* [WRITTEN TASK] Can you repeat the entries below, switching every "woman's" to "person's" and changing nothing else? Leave the pictures out.
++++ INPUT FOR THIS TASK
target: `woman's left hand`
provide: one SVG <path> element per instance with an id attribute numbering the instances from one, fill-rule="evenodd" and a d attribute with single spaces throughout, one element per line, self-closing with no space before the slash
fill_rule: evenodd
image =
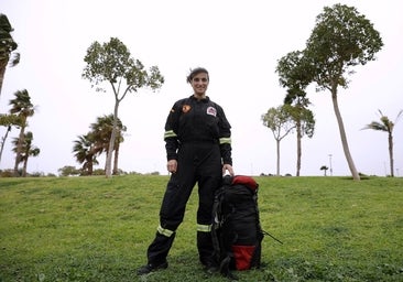
<path id="1" fill-rule="evenodd" d="M 233 169 L 232 169 L 232 165 L 226 163 L 222 165 L 222 175 L 225 175 L 227 173 L 227 171 L 229 172 L 229 174 L 231 176 L 233 176 Z"/>

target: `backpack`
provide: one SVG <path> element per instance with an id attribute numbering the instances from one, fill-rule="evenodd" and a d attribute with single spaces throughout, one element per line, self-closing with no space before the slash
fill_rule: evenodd
<path id="1" fill-rule="evenodd" d="M 264 231 L 258 209 L 259 184 L 250 176 L 224 176 L 215 194 L 211 228 L 215 257 L 221 274 L 249 270 L 261 263 Z"/>

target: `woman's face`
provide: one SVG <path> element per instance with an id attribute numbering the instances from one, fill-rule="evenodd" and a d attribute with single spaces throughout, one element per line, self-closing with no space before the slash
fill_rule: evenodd
<path id="1" fill-rule="evenodd" d="M 195 96 L 200 98 L 206 96 L 206 90 L 208 87 L 208 75 L 206 73 L 199 73 L 195 75 L 192 79 L 192 88 Z"/>

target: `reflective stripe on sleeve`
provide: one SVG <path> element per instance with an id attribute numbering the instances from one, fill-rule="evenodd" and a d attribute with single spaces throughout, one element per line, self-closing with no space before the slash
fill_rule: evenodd
<path id="1" fill-rule="evenodd" d="M 170 229 L 162 228 L 161 225 L 159 226 L 159 228 L 156 228 L 156 231 L 159 231 L 159 234 L 166 236 L 166 237 L 171 237 L 175 232 Z"/>
<path id="2" fill-rule="evenodd" d="M 176 133 L 173 130 L 167 130 L 164 133 L 164 139 L 171 138 L 171 137 L 177 137 Z"/>
<path id="3" fill-rule="evenodd" d="M 230 144 L 230 143 L 231 143 L 230 137 L 220 138 L 220 144 Z"/>
<path id="4" fill-rule="evenodd" d="M 211 225 L 197 225 L 197 231 L 210 232 L 211 231 Z"/>

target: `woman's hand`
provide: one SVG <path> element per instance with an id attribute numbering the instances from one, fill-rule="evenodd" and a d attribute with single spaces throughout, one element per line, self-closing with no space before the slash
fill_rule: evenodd
<path id="1" fill-rule="evenodd" d="M 226 163 L 226 164 L 222 165 L 222 175 L 225 175 L 227 171 L 229 172 L 229 174 L 231 176 L 233 176 L 232 165 Z"/>
<path id="2" fill-rule="evenodd" d="M 176 160 L 170 160 L 166 164 L 166 169 L 171 173 L 175 173 L 177 170 L 177 161 Z"/>

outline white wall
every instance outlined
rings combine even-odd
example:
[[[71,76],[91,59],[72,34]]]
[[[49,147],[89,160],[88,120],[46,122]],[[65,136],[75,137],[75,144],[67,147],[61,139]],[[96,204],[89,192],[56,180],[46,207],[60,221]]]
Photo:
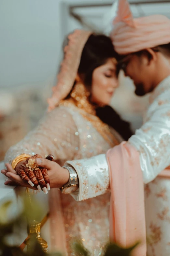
++++++++
* [ANSWER IN FULL]
target: `person's left hand`
provide: one SVG <path> element per instance with an id attribute numbering the instances from one, fill-rule="evenodd" and a d attribute with single spaces throughout, one element per line, self-closing with no space before the slash
fill_rule: evenodd
image =
<path id="1" fill-rule="evenodd" d="M 233 169 L 232 169 L 232 165 L 226 163 L 222 165 L 222 175 L 225 175 L 227 173 L 227 171 L 229 172 L 229 174 L 231 176 L 233 176 Z"/>

target: `backpack`
provide: one SVG <path> element per instance with an id attribute numbering the instances from one, fill-rule="evenodd" and a d attribute with single spaces throughout, one element per line, self-closing with no space before the slash
fill_rule: evenodd
<path id="1" fill-rule="evenodd" d="M 264 231 L 258 209 L 259 184 L 250 176 L 224 176 L 215 194 L 211 228 L 215 257 L 221 274 L 249 270 L 261 263 Z"/>

target: `person's face`
provide: one SVG <path> element per instance with an id attribute numbering the instances from one, fill-rule="evenodd" and a d attribute with single spaces throughout, one element per line, self-closing with no space before the slash
fill_rule: evenodd
<path id="1" fill-rule="evenodd" d="M 195 96 L 200 98 L 206 96 L 206 90 L 208 87 L 208 75 L 206 73 L 199 73 L 195 75 L 192 79 L 192 88 Z"/>

target: `reflective stripe on sleeve`
provide: one SVG <path> element per instance with an id attribute numbering the instances from one, fill-rule="evenodd" and a d attribute with single spaces throughout, one element per line, self-closing with no space before the slash
fill_rule: evenodd
<path id="1" fill-rule="evenodd" d="M 170 229 L 162 228 L 161 225 L 159 226 L 159 228 L 156 228 L 156 231 L 159 231 L 159 234 L 166 236 L 166 237 L 171 237 L 175 232 Z"/>
<path id="2" fill-rule="evenodd" d="M 176 133 L 173 130 L 167 130 L 164 133 L 164 139 L 171 138 L 171 137 L 177 137 Z"/>
<path id="3" fill-rule="evenodd" d="M 230 144 L 230 143 L 231 143 L 230 137 L 220 138 L 220 144 Z"/>
<path id="4" fill-rule="evenodd" d="M 211 225 L 197 225 L 197 231 L 210 232 L 211 231 Z"/>

target: `person's hand`
provide: one SVG <path> element per instance with an id attribute numbering the instances from one, fill-rule="evenodd" and a d attribute with single spaces throughout, one element per line, self-closing with no space before the slash
fill_rule: evenodd
<path id="1" fill-rule="evenodd" d="M 226 163 L 226 164 L 222 165 L 222 175 L 225 175 L 227 171 L 229 172 L 229 174 L 231 176 L 233 176 L 232 165 Z"/>
<path id="2" fill-rule="evenodd" d="M 176 160 L 170 160 L 166 164 L 166 169 L 171 173 L 175 173 L 177 170 L 177 161 Z"/>

outline white wall
every instance outlined
rings combine even-odd
example:
[[[71,76],[91,59],[72,34]]]
[[[49,147],[89,160],[88,120],[46,122]],[[65,136],[75,137],[75,144],[67,147],[61,139]],[[96,204],[89,192],[56,180],[46,207],[60,221]]]
Photo:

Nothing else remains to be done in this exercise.